Input rows:
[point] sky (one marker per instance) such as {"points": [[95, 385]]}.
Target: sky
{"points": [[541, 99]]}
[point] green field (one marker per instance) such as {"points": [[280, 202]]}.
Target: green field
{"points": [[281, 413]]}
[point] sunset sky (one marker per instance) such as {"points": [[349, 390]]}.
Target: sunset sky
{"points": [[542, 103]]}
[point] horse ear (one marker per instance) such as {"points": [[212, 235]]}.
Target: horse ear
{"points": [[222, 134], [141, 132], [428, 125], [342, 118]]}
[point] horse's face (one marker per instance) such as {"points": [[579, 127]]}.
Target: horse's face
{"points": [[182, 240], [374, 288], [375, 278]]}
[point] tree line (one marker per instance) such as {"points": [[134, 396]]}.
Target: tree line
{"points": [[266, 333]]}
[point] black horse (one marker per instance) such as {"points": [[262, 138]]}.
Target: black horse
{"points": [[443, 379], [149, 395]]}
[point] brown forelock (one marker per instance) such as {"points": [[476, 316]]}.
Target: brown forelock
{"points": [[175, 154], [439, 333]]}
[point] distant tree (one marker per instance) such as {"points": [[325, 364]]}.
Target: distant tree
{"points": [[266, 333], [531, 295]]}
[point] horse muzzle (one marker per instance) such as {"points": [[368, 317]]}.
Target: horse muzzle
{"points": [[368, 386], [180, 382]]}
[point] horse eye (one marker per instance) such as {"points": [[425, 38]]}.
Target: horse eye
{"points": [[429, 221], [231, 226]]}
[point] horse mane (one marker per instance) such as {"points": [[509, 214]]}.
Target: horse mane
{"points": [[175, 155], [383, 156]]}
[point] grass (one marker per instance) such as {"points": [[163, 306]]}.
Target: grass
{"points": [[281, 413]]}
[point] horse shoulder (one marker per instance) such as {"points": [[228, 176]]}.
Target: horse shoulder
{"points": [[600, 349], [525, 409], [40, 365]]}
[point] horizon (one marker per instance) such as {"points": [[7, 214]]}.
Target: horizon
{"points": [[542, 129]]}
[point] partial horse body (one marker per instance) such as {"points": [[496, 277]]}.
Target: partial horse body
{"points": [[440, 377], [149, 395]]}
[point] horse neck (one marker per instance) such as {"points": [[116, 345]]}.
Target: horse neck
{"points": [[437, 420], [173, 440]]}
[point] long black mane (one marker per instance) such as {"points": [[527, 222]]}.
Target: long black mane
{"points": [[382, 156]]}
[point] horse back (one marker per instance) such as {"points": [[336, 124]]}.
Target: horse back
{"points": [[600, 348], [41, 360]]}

Job:
Render the material as a two-column CSV with the columns "label" and "points", starting with the line that contains "[point] grass (one" and going on through the end of the material. Each row holds one text in quoted "label" and the answer after it in quoted "points", with line breaks turned into spaces.

Solution to this exercise:
label,points
"[point] grass (one marker per instance) such as {""points"": [[163, 306]]}. Target: grass","{""points"": [[281, 413]]}"
"[point] horse shoulder (one marker per instance) such as {""points"": [[228, 176]]}. Target: horse shoulder","{""points"": [[600, 349], [525, 409], [40, 365]]}"
"[point] horizon (one marker per instance) such as {""points"": [[7, 214]]}. Target: horizon","{""points"": [[542, 129]]}"
"[point] partial horse body (one marker per instance) such as {""points"": [[496, 277]]}. Target: partial horse body","{""points"": [[440, 377], [149, 395]]}"
"[point] horse neck (one marker per instance) such as {""points"": [[116, 345]]}. Target: horse neck","{""points"": [[437, 420], [173, 440]]}"
"[point] long black mane (one marker per instance) such as {""points"": [[527, 222]]}. Target: long black mane","{""points"": [[382, 156]]}"
"[point] horse back (one marker per instance) such as {""points"": [[336, 124]]}. Target: horse back","{""points"": [[600, 348], [41, 360]]}"